= EXERCISE TASK =
Rewrite the material below with "vertex" replaced by "corner", leaving every other word and character unchanged.

= DATA EXCERPTS =
--- Start ---
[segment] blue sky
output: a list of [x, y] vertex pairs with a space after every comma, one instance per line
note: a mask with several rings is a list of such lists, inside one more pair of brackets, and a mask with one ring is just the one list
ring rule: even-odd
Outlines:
--- End ---
= FINISHED ANSWER =
[segment] blue sky
output: a list of [x, y] corner pairs with a space after every comma, one instance per line
note: a mask with several rings is a list of such lists, inside one more pair of brackets, and a mask with one ring is just the one list
ring rule: even-odd
Outlines:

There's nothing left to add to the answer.